> [Aim]: Lay out these lines as a Markdown table with the columns "Row" and "Line", numbering each row and skipping blank lines. Omit the pictures from your table.

Lines for pointing at named objects:
• • • • •

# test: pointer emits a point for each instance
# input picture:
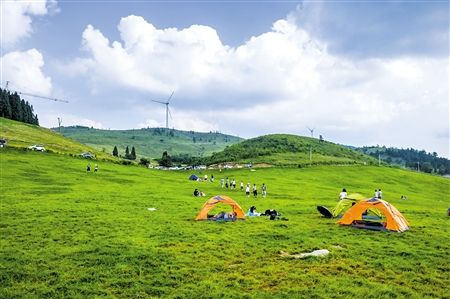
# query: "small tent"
(193, 177)
(394, 220)
(343, 205)
(220, 199)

• • • • •

> [Problem solution]:
| Row | Line |
|---|---|
| 1 | # test: pointer emits a point for each instance |
| 2 | # input picture: |
| 3 | # query: "small tent" |
| 4 | (193, 177) |
| 5 | (394, 220) |
| 6 | (343, 205) |
| 7 | (220, 199) |